- **Data for processing**
◇ ◇ ◇ ◇
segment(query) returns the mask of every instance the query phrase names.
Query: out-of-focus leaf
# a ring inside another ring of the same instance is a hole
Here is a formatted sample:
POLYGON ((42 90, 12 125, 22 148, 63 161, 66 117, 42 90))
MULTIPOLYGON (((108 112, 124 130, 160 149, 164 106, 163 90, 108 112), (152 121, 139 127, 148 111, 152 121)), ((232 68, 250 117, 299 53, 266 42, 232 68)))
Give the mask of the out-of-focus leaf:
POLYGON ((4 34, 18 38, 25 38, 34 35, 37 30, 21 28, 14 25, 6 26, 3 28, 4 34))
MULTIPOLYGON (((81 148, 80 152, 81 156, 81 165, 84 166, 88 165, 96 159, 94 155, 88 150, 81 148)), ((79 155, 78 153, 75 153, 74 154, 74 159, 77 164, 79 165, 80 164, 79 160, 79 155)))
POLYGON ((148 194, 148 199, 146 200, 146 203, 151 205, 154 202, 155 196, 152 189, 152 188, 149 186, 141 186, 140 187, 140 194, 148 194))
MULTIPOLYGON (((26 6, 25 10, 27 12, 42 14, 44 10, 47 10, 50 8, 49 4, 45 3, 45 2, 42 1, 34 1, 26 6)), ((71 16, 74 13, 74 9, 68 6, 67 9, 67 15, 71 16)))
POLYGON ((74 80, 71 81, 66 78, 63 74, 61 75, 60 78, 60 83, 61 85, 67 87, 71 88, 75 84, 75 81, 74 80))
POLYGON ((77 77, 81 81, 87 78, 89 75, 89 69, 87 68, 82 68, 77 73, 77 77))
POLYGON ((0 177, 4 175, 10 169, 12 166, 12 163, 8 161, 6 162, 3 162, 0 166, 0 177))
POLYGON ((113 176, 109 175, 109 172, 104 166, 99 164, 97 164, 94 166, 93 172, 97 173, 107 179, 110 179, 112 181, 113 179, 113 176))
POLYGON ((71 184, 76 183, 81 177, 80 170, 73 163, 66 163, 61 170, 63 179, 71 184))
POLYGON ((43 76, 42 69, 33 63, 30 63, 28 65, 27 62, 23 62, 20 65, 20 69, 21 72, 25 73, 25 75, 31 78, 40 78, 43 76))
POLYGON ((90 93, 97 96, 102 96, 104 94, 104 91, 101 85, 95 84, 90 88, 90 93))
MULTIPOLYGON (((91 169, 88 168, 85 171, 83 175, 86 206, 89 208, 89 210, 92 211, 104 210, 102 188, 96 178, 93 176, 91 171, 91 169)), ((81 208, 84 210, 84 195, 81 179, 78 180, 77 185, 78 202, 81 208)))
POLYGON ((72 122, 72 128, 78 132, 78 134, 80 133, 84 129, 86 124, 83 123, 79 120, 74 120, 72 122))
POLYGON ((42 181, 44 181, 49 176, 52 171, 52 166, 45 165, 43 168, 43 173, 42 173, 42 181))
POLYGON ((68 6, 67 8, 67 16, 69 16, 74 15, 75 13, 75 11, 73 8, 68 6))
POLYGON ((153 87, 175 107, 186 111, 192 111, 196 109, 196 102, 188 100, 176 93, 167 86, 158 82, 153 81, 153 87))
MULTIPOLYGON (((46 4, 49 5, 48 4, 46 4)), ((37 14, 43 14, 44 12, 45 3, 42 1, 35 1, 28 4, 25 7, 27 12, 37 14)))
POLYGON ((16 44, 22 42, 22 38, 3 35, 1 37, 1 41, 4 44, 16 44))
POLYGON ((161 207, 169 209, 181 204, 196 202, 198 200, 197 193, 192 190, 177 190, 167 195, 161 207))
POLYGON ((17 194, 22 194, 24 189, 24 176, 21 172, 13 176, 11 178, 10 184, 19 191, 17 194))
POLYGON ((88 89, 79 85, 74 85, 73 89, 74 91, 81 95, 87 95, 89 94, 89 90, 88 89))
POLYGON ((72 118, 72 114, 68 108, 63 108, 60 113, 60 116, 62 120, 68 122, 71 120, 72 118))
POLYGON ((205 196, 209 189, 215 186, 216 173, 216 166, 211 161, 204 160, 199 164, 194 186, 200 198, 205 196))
◇ ◇ ◇ ◇
- **Set problem**
Copy out the part of the data that starts at the very beginning and ends with the line containing "MULTIPOLYGON (((46 4, 49", keeping both ends and every line between them unchanged.

- **Result of this task**
segment(query) returns the mask of every instance the query phrase names.
Query: out-of-focus leaf
# a ring inside another ring of the same instance is a hole
Here is a formatted sample:
POLYGON ((42 90, 12 125, 22 148, 63 161, 66 117, 42 90))
MULTIPOLYGON (((108 112, 124 130, 160 149, 164 106, 163 90, 108 112), (152 121, 139 127, 148 111, 152 121)), ((232 68, 250 117, 299 53, 266 42, 232 68)))
Give the mask of the out-of-focus leaf:
POLYGON ((4 34, 18 38, 25 38, 34 35, 37 30, 21 28, 14 25, 6 26, 3 28, 4 34))
MULTIPOLYGON (((81 148, 80 152, 81 156, 81 165, 84 166, 88 165, 96 159, 94 155, 88 150, 81 148)), ((79 155, 78 153, 75 153, 74 154, 74 159, 77 164, 79 165, 80 164, 79 160, 79 155)))
POLYGON ((148 194, 148 199, 146 200, 146 203, 151 205, 154 202, 155 196, 152 189, 152 188, 149 186, 141 186, 140 187, 140 194, 148 194))
MULTIPOLYGON (((26 6, 25 10, 27 12, 42 14, 44 10, 47 10, 50 8, 49 4, 45 3, 45 2, 42 1, 34 1, 26 6)), ((71 16, 74 13, 74 9, 68 6, 67 9, 67 15, 71 16)))
POLYGON ((74 80, 71 81, 66 78, 63 74, 61 75, 60 78, 60 83, 61 85, 67 87, 71 88, 75 84, 75 81, 74 80))
POLYGON ((77 77, 81 81, 87 78, 89 75, 89 69, 87 68, 82 68, 77 73, 77 77))
POLYGON ((0 177, 4 175, 10 169, 12 166, 12 163, 8 161, 6 162, 3 162, 0 166, 0 177))
POLYGON ((113 176, 109 175, 109 172, 104 166, 99 164, 97 164, 94 166, 93 172, 97 173, 107 179, 110 179, 112 181, 113 179, 113 176))
POLYGON ((71 184, 76 183, 81 177, 80 170, 73 163, 66 163, 61 170, 63 179, 71 184))
POLYGON ((43 76, 42 69, 33 63, 30 63, 28 65, 27 62, 23 62, 20 65, 20 69, 21 72, 25 73, 25 75, 31 78, 40 78, 43 76))
POLYGON ((90 93, 97 96, 102 96, 104 94, 104 91, 101 85, 95 84, 90 88, 90 93))
MULTIPOLYGON (((91 169, 88 168, 85 171, 83 175, 86 206, 89 208, 89 210, 92 211, 104 210, 102 188, 96 178, 93 176, 91 171, 91 169)), ((81 208, 84 210, 84 195, 81 179, 78 180, 77 185, 78 202, 81 208)))
POLYGON ((72 122, 72 128, 78 132, 78 134, 80 133, 84 129, 86 124, 83 123, 79 120, 74 120, 72 122))
POLYGON ((42 181, 44 181, 49 176, 52 171, 52 166, 45 165, 43 168, 43 173, 42 173, 42 181))
POLYGON ((68 6, 67 8, 67 16, 69 16, 74 15, 75 13, 75 11, 73 8, 68 6))
POLYGON ((153 87, 175 107, 186 111, 192 111, 196 109, 196 102, 188 100, 176 93, 167 86, 158 82, 153 81, 153 87))
MULTIPOLYGON (((46 4, 49 5, 48 4, 46 4)), ((37 14, 43 14, 44 12, 45 3, 42 1, 35 1, 28 4, 25 7, 27 12, 37 14)))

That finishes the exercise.